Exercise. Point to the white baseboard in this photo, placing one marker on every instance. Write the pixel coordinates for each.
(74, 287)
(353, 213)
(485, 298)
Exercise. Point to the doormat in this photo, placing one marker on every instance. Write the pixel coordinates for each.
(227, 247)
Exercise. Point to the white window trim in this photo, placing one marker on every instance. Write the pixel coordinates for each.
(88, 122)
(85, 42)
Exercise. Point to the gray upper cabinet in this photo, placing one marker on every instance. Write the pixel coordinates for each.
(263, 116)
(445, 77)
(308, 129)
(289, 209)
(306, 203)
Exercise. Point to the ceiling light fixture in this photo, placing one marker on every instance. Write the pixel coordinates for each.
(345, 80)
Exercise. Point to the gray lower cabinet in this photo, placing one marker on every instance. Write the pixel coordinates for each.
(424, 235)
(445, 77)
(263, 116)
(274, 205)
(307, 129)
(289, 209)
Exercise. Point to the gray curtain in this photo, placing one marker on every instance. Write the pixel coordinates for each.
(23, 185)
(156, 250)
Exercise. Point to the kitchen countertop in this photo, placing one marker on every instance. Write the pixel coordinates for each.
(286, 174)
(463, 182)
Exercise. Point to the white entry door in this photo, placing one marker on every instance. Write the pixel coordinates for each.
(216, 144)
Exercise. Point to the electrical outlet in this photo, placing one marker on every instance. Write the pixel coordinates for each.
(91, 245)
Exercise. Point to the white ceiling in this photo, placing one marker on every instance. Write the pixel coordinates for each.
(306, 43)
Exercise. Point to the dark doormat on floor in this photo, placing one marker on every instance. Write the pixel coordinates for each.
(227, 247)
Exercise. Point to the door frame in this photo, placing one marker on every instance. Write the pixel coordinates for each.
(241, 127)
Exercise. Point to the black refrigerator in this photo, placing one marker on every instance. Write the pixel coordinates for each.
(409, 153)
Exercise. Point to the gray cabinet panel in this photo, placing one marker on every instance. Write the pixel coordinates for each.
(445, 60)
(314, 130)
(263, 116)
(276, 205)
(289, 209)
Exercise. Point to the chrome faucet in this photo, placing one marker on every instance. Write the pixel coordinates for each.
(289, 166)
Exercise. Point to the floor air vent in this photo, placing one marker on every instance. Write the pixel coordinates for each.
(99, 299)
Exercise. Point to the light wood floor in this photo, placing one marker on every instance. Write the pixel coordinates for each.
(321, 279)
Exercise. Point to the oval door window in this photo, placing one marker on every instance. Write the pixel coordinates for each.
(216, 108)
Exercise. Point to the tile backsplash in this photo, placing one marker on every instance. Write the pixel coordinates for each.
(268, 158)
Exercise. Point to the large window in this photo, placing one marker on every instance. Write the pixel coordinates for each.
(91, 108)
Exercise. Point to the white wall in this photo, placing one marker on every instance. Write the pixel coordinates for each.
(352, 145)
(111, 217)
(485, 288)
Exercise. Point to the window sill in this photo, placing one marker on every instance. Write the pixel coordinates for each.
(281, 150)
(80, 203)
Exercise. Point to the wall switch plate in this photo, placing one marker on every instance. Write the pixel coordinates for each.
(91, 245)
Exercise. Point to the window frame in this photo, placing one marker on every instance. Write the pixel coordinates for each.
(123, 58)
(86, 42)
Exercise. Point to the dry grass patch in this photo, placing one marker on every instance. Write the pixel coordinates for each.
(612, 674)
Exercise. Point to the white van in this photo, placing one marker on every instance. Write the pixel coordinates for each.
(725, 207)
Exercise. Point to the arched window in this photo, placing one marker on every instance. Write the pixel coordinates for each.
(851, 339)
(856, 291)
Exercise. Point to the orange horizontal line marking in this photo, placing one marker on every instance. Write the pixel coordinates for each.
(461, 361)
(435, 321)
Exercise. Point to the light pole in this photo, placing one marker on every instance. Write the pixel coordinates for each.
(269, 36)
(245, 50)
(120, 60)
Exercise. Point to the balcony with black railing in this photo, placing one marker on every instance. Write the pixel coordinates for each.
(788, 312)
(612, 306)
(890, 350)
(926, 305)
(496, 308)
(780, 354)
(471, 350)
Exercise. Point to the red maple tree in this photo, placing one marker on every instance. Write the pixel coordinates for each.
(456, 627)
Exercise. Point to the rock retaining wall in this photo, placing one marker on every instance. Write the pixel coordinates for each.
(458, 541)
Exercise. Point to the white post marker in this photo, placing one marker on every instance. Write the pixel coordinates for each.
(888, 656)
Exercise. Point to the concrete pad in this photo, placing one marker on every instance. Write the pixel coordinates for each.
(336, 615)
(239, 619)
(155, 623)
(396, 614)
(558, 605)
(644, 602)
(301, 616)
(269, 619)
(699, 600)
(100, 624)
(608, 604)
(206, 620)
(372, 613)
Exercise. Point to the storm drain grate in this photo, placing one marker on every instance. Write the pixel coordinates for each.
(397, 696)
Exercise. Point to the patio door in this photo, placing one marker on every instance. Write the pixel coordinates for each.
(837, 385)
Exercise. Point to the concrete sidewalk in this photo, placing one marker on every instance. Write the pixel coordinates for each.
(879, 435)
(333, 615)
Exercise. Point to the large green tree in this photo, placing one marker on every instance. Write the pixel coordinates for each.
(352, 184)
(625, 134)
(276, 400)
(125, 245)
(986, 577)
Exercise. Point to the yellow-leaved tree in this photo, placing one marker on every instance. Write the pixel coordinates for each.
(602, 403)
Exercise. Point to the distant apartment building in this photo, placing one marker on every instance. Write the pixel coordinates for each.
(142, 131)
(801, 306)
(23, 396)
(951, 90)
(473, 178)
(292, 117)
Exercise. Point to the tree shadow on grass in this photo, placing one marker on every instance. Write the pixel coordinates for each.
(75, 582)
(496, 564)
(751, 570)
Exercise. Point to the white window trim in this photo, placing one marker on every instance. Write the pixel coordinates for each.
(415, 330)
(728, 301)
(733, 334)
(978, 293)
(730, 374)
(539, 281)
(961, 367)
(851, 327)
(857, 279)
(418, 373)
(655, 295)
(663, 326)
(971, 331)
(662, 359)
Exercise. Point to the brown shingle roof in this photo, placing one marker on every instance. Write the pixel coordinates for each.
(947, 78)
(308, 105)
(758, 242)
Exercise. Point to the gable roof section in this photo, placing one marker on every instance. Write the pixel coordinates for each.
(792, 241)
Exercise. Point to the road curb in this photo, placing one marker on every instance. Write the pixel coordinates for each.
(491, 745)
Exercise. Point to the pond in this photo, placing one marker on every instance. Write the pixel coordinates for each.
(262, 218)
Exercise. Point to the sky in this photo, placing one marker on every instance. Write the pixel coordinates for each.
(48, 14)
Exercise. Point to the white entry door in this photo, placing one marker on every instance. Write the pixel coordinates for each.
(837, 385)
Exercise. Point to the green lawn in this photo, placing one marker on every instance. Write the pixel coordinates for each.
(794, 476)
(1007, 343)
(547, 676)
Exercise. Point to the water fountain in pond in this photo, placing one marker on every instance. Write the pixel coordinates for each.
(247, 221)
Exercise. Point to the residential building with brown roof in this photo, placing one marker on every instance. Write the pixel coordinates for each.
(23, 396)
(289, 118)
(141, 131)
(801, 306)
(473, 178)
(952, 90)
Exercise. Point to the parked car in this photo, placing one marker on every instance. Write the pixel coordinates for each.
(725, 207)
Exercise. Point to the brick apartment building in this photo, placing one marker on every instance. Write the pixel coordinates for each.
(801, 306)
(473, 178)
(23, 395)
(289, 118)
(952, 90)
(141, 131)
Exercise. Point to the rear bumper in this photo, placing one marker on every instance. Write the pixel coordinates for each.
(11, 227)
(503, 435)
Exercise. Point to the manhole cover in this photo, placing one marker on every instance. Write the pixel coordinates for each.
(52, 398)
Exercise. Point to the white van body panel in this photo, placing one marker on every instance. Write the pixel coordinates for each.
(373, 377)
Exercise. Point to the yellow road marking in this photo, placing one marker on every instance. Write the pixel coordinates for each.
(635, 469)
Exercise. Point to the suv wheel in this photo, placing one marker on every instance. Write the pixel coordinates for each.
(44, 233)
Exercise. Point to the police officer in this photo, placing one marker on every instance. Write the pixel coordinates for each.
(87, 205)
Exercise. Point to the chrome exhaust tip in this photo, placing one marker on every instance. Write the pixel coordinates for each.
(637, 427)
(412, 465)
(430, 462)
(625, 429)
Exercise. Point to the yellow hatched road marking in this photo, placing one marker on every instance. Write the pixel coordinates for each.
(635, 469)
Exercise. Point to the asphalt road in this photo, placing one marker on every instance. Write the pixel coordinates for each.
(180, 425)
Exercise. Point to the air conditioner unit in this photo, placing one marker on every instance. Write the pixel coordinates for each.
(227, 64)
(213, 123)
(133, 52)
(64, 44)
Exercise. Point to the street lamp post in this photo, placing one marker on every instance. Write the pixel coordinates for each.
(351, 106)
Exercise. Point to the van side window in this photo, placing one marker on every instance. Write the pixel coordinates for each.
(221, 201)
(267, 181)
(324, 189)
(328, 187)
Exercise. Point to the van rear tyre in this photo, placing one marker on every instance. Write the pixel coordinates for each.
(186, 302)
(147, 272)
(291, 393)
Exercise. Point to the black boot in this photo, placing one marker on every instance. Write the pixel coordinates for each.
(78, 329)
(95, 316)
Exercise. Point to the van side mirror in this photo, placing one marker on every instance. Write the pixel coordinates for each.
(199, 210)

TASK: Your output should be an exact copy of the lines from the one containing "Exercise. Point to the chrome exhaust" through the last line of the data above.

RESULT FOR THIS TASK:
Exercise. Point to the chrome exhaust tip in this photo, placing one marker on every instance. Write the pixel coordinates for each.
(637, 427)
(412, 465)
(430, 462)
(625, 429)
Exercise. Point to the yellow hatched road marking in this photo, placing one marker on every instance. Write the pixel coordinates for each.
(635, 469)
Exercise. Point to the asphalt road in this photo, placing one marker on every instance. Write the pixel coordinates for each.
(180, 425)
Exercise. Point to the air conditioner unit in this photo, placing one marker on every instance. Write the pixel coordinates for each.
(227, 64)
(213, 123)
(133, 52)
(64, 44)
Exercise. Point to the street lamp post in this photo, placing one marker on every instance. Write the pixel coordinates for each.
(351, 106)
Exercise. Point to the van side window in this photo, placing one marker on every instance. Write the pixel coordinates for each.
(221, 201)
(267, 181)
(324, 189)
(328, 187)
Exercise. Point to the van rear tyre in this photo, placing one marker on every instance. Write the pixel coordinates for each.
(186, 302)
(147, 272)
(291, 393)
Exercise. Point to the black boot in this photo, placing one marker on every instance. Write the pixel coordinates for each.
(78, 329)
(95, 316)
Exercise. Point to the van side mirror in this photo, placing one marker on every instance. Write the pixel coordinates for each.
(199, 210)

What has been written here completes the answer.